_Records for processing_.

>> begin

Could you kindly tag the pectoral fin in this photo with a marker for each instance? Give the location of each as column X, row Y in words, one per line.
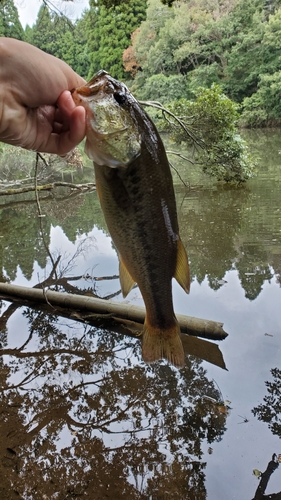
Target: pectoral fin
column 126, row 279
column 182, row 268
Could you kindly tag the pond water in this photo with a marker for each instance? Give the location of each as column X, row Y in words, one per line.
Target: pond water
column 82, row 416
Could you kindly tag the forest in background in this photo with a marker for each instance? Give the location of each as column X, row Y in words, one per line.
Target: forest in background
column 166, row 53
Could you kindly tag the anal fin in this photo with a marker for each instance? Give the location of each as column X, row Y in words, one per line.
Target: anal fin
column 158, row 344
column 126, row 280
column 182, row 274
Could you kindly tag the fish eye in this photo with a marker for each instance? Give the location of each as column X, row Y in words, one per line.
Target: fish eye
column 119, row 97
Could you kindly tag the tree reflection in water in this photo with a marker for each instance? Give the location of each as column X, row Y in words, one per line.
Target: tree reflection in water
column 82, row 416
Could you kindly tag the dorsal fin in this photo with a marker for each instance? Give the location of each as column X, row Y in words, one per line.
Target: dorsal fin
column 182, row 268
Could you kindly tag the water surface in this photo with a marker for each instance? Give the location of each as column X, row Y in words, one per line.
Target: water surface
column 82, row 416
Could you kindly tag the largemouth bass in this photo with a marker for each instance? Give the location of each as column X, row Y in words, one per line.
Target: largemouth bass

>> end

_Directions_. Copy the data from its very start down through the line containing "column 119, row 97", including both ends. Leave the pictures out of your copy.

_Output of the exercise_.
Could you kindly tag the pectoral fin in this photo with a marker for each instance? Give the location of each as column X, row Y in words, one per line.
Target: pectoral fin
column 126, row 279
column 182, row 268
Could you kindly tag the pond water in this photo with a marker for each instance? Give the location of each as column X, row Y in words, one per line.
Target: pond water
column 82, row 416
Could you kindly tag the forest in background in this photo with a marker for each instance? Give the location of each as column X, row Y in words, one per line.
Target: forest in background
column 166, row 53
Could you kindly tag the anal fin in this photo with a marker for each instance? Give the location of each as column X, row Y in words, one per line.
Target: anal fin
column 158, row 344
column 126, row 280
column 182, row 274
Could you kindly tag the fish eye in this photo with a marker for each instance? Give the location of each as column X, row Y in words, one per line.
Target: fish eye
column 119, row 97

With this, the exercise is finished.